He wrote between 70 and 90 plays, of which only seven remain. Many of his dramas were arranged as trilogies, groups of three plays on a single theme. The Oresteia consisting of Agamemnon, Choephoroi, and Eumenides is the only surviving trilogy. The Persai is a song of triumph for the defeat of the Persians. Prometheus Bound is a retelling of the legend of the Titan Prometheus, a superhuman who stole fire from heaven and gave it to mankind.

Sophocles
For about 16 years, between 484 and 468 BC, Aeschylus carried off prize after prize.

But in 468 his place was taken by a new favorite, Sophocles. Sophocles’ life covered nearly the whole period of Athens’ “golden age.” His drama Antigone is typical of his work: its heroine is a model of womanly self-sacrifice. He is probably better known, though, for Oedipus Rex and its sequel, Oedipus at Colonus.

Euripides
The third of the great tragic writers was Euripides. He wrote at least 92 plays.

Sixty-seven of these are known in the 20th century some just in part or by name only. Only 19 still exist in full. His tragedies are about real men and women instead of idealized figures. The philosopher Aristotle called Euripides the most tragic of the poets because his plays were the most moving.

His best-known work is Medea. He also wrote: ‘Alcestis’, ‘Hippolytus’, ‘Trojan Women’, ‘Orestes’, and ‘Electra’.

Exercise requirements.
1. According to the passage on Greek tragic playwrights, how many of Euripides' plays still exist in full?
2. Translate this sentence from the passage on Greek tragic playwrights into Spanish: "For about 16 years, between 484 and 468 BC, Aeschylus carried off prize after prize."
3. Continue the passage on Greek tragic playwrights from its final sentence.
The data items after this passage come from a different source.

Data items

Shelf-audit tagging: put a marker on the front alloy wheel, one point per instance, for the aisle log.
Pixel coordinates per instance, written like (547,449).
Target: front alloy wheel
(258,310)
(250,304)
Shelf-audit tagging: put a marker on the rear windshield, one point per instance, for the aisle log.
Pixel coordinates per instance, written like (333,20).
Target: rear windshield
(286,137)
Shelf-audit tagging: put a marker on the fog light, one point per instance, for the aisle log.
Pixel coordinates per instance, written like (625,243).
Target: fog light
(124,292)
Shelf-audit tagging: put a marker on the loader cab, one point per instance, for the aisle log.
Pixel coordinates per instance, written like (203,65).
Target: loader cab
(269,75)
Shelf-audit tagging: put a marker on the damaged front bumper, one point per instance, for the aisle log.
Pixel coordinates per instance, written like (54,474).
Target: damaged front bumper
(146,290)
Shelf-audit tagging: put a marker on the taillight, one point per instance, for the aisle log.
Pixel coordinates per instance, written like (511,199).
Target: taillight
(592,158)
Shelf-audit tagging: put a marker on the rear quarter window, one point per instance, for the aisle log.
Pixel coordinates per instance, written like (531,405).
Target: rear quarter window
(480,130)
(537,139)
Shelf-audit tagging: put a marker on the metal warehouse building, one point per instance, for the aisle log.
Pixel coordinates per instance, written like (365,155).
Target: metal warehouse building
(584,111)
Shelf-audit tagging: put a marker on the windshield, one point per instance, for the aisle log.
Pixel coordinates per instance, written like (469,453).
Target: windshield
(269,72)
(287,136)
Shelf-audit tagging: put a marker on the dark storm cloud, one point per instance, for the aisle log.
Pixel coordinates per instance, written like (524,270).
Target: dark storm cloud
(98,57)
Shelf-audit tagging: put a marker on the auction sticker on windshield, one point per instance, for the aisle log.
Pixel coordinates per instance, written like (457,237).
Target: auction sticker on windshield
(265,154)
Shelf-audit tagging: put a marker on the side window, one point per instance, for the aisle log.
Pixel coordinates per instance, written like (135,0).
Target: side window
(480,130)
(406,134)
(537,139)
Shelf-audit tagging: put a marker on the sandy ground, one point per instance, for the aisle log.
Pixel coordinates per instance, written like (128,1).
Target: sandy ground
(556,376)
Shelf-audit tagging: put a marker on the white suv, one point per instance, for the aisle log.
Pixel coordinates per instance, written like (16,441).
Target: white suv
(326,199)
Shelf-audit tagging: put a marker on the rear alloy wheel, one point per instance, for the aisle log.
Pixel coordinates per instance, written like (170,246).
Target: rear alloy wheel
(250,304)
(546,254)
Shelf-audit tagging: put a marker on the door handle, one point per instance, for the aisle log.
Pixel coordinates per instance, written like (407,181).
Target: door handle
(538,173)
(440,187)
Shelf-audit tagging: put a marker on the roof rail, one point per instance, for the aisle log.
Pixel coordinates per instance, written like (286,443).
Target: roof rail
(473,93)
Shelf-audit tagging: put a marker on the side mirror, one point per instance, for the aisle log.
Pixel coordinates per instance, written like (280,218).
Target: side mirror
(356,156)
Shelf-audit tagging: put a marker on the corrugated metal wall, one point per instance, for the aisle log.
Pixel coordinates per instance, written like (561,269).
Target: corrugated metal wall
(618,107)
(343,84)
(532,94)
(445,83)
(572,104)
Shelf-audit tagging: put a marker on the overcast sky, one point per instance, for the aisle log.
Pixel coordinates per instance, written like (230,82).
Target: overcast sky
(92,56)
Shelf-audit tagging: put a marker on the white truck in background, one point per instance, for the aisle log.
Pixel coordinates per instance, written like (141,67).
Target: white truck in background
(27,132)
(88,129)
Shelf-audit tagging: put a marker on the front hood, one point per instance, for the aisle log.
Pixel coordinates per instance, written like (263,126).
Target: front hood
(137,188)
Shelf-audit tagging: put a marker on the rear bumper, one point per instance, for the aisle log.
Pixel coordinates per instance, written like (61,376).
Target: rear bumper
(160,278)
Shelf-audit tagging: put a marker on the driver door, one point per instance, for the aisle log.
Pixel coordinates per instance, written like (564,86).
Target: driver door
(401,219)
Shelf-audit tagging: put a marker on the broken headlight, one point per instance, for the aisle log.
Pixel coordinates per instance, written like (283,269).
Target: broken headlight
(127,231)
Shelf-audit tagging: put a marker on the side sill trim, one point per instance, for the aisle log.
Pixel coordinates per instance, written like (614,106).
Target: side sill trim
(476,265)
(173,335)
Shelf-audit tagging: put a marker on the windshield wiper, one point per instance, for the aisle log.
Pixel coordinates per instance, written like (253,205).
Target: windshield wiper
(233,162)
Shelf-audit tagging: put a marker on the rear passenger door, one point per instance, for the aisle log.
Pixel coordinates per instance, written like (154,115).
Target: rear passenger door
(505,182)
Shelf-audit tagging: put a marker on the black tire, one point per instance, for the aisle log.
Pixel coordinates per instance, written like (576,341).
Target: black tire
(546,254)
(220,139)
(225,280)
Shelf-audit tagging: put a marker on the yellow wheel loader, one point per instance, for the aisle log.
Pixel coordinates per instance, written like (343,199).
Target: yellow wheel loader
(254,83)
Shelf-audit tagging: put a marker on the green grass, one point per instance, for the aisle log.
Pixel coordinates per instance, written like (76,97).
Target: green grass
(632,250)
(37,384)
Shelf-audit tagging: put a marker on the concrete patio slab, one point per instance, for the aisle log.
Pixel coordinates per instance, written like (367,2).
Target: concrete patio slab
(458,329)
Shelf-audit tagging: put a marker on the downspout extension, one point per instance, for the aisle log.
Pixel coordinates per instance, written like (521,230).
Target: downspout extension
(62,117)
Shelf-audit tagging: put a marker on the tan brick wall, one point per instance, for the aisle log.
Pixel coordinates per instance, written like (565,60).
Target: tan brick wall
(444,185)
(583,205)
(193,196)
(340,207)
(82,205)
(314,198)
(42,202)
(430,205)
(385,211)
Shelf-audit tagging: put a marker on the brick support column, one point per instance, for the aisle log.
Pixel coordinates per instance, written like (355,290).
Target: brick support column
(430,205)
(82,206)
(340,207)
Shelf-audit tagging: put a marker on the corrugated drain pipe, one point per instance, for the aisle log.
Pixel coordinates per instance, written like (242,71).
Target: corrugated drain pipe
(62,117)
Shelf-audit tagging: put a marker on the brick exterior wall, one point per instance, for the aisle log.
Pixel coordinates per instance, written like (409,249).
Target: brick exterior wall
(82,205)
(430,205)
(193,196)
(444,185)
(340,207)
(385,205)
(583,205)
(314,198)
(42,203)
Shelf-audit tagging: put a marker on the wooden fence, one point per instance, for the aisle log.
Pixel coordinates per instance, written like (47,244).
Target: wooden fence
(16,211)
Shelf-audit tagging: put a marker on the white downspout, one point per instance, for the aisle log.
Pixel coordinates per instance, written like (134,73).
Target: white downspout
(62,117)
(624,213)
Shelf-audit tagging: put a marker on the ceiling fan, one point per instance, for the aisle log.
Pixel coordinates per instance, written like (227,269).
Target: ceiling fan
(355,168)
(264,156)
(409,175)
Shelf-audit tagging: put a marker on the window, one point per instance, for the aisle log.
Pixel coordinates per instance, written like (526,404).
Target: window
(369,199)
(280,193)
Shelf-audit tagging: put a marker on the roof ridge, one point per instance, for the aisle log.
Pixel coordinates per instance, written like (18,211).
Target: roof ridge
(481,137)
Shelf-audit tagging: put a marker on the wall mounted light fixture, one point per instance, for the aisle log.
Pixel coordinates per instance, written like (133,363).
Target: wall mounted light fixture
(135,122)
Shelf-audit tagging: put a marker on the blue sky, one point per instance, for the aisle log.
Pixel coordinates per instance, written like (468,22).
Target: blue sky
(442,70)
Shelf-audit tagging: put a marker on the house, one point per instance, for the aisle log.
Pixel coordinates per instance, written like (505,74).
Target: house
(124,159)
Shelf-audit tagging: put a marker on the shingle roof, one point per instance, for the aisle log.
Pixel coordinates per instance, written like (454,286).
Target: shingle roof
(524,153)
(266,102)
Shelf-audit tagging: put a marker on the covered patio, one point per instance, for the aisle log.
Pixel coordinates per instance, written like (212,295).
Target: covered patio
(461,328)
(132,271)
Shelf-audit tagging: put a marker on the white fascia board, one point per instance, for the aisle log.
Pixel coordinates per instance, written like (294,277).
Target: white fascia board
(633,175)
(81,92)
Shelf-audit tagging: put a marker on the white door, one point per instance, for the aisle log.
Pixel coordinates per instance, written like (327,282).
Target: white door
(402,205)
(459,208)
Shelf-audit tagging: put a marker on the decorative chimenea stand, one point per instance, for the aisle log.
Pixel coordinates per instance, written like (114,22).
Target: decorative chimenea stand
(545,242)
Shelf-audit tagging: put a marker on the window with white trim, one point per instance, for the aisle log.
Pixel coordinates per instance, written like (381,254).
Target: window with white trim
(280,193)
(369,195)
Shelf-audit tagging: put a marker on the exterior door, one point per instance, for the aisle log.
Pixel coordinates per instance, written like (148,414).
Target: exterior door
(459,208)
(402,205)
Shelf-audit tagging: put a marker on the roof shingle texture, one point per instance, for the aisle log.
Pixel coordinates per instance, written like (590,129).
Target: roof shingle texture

Final results.
1. Nineteen of his plays still exist in full.

2. Durante unos 16 años, entre el 484 y el 468 a. C., Esquilo obtuvo premio tras premio.

3.
Comedy
Like tragedy, comedy arose from a ritual in honor of Dionysus, but in this case the plays were full of frank obscenity, abuse, and insult. As with the tragedians, few works still remain of the great comedic writers. Of the works of earlier writers, only some plays by Aristophanes exist. He poked fun at everyone and every institution.

In The Birds he held up Athenian democracy to ridicule. In The Clouds he attacked the philosopher Socrates. In Lysistrata he denounced war. Only 11 of his plays have survived.During the 4th century BC, there developed what was called the New Comedy. Menander is considered the best of its writers. Nothing remains from his competitors, however, so it is difficult to make comparisons. The plays of Menander, of which only the Dyscolus (Misanthrope) now exists, did not deal with the great public themes about which Aristophanes wrote.

He concentrated instead on fictitious characters from everyday life stern fathers, young lovers, intriguing slaves, and others. In spite of his narrower focus, the plays of Menander influenced later generations. They were freely adapted by Roman poets.

Greek (Aristotelian) Tragedy
Aristotle’s The Poetics (4th century B.C.

) set out the elements of a tragedy. For Aristotle, the most important element of tragic drama was the unique experience of CATHARSIS, the arousing of the emotions of pity and fear so as to dispel or purge them in the spectator. Thus tragedy is defined by its emotional effect on the audience.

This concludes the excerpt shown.